-- Input for this task follows --

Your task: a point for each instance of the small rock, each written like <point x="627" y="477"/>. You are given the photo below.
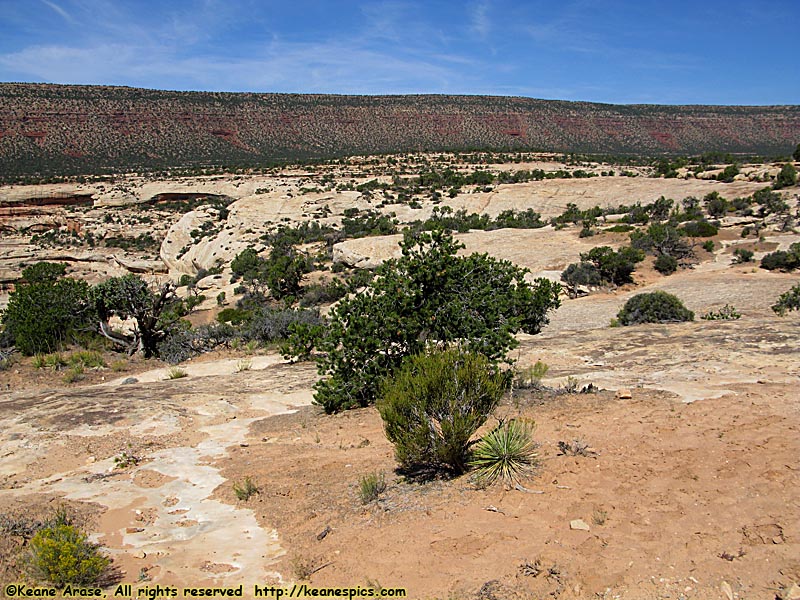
<point x="791" y="593"/>
<point x="726" y="589"/>
<point x="579" y="524"/>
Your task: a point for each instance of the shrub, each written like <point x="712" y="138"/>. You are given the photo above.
<point x="74" y="374"/>
<point x="699" y="229"/>
<point x="654" y="307"/>
<point x="716" y="205"/>
<point x="428" y="295"/>
<point x="302" y="339"/>
<point x="782" y="260"/>
<point x="771" y="202"/>
<point x="742" y="255"/>
<point x="532" y="376"/>
<point x="434" y="404"/>
<point x="176" y="373"/>
<point x="726" y="313"/>
<point x="786" y="177"/>
<point x="245" y="490"/>
<point x="788" y="301"/>
<point x="268" y="325"/>
<point x="371" y="486"/>
<point x="46" y="311"/>
<point x="580" y="274"/>
<point x="183" y="344"/>
<point x="602" y="265"/>
<point x="157" y="312"/>
<point x="508" y="452"/>
<point x="61" y="554"/>
<point x="666" y="264"/>
<point x="661" y="238"/>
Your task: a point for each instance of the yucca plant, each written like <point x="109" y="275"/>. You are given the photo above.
<point x="371" y="486"/>
<point x="507" y="452"/>
<point x="176" y="373"/>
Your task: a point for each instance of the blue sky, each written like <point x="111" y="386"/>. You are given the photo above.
<point x="700" y="52"/>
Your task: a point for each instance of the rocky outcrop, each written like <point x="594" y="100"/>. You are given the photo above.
<point x="86" y="129"/>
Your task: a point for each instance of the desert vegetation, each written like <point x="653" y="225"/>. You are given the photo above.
<point x="46" y="128"/>
<point x="432" y="363"/>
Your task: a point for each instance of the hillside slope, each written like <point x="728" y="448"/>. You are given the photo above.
<point x="53" y="129"/>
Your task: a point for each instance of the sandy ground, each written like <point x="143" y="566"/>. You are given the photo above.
<point x="690" y="489"/>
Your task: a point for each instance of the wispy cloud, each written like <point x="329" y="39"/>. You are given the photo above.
<point x="480" y="23"/>
<point x="63" y="13"/>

-- Input for this task concluded --

→ Task prompt: Once the line with "Your task: a point for each instance of the yucca" is found, transcribe it and each line after it through the final line of the entries, exactly and only.

→ Exercise output:
Your task: a point for each instance of the yucca plant, each written like <point x="109" y="275"/>. You are given the photo above.
<point x="371" y="486"/>
<point x="507" y="452"/>
<point x="176" y="373"/>
Your task: a point for each instance of the blue sky, each written like <point x="111" y="386"/>. You are given the photo above.
<point x="700" y="52"/>
Your task: a point for each instance of the rocky outcrop, each written like <point x="594" y="100"/>. You are given the photo above.
<point x="86" y="129"/>
Your task: a point for each instance of the desert vegetation, each written like <point x="653" y="225"/>. You are given the photo above.
<point x="46" y="128"/>
<point x="432" y="363"/>
Your task: a point for each instance of the hillside slope, each written like <point x="728" y="448"/>. You are given the photo above.
<point x="53" y="129"/>
Your task: a point for each instance of the sandy ground, each written like <point x="143" y="566"/>. You are given the photo above.
<point x="690" y="489"/>
Your task: a point for each instance of the wispy cloud, each written like <point x="329" y="39"/>. You are given the photo above.
<point x="480" y="23"/>
<point x="63" y="13"/>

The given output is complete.